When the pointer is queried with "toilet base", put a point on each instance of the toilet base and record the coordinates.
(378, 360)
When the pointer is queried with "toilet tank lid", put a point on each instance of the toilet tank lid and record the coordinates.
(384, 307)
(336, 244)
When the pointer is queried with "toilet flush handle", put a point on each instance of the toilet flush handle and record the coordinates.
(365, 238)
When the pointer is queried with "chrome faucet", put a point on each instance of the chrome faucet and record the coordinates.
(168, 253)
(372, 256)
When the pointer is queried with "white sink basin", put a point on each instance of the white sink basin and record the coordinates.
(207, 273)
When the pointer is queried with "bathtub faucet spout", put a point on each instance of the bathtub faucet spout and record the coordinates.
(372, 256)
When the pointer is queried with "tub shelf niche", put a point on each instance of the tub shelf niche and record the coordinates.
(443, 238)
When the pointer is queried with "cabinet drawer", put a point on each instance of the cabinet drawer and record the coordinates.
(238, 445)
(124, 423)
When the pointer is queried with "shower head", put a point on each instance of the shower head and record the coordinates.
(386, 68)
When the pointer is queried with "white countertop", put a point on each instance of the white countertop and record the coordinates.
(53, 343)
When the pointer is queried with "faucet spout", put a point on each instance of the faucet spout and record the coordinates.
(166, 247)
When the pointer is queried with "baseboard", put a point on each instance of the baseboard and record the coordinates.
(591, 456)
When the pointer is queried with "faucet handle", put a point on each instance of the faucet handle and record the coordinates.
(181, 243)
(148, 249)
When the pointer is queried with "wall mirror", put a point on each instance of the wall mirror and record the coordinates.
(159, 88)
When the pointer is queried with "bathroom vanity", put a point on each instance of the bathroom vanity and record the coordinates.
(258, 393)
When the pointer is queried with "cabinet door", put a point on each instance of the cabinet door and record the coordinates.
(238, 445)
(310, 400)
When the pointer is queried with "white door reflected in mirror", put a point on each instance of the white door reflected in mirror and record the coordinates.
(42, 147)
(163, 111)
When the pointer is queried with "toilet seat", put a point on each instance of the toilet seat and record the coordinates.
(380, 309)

####################

YOUR TASK: Give back the material exactly as it is shown above.

SOLUTION BELOW:
When the pointer is queried with "toilet base", put a point on each instance of the toilet base and record the coordinates.
(378, 360)
When the pointer is queried with "toilet tank lid", put a point on each instance of the toilet tank lid and record the coordinates.
(384, 307)
(336, 244)
When the pointer is queried with "toilet flush handle", put a point on each instance of the toilet flush handle and record the coordinates.
(365, 238)
When the pointer is queried with "chrome faucet", put a point on each instance of the chrome faucet and record the coordinates.
(168, 253)
(372, 256)
When the pointer is queried with "white sink basin", put a point on each instance of the white sink basin and record the coordinates.
(207, 273)
When the pointer is queried with "bathtub faucet spout", put a point on each instance of the bathtub faucet spout and record the coordinates.
(372, 256)
When the pointer is queried with "tub shelf niche", put a point on each instance of the tub shelf niche and record the coordinates.
(443, 238)
When the pointer is queried with "cabinet drawer", put a point on each instance of the cabinet drawer and record the coordinates.
(238, 445)
(124, 423)
When the pointer is queried with "shower head", put a point on each instance of the shower head and record the coordinates.
(386, 68)
When the pointer is queried with "white countertop", put a point on each instance of the white countertop and record the coordinates.
(53, 343)
When the pointer is queried with "faucet spout", put a point on each instance of the faucet spout and record the coordinates.
(166, 247)
When the pointer is queried with "baseboard", put a point on each instance of the baseboard and record the coordinates.
(591, 456)
When the pointer is queried with "faucet handle", put a point on each instance of the faucet handle and record the coordinates.
(181, 243)
(148, 249)
When the pointer is queried with "wall mirror", put a point on each instance of the wall mirror and record the coordinates.
(159, 88)
When the pointer is queried with "bathroom vanity", put a point on each instance of the bathroom vanity and record the coordinates.
(258, 393)
When the pointer is queried with "cabinet door", put a point on each instance of the cabinet door and record the coordinates.
(238, 445)
(310, 400)
When the pointer is queried with "white door reflected in mirror", put a point on each instance of the white door reflected in mirror and record the coordinates.
(42, 147)
(163, 111)
When the pointer is queried with "toilet seat", put a point on each instance of the toilet seat and record the coordinates.
(380, 309)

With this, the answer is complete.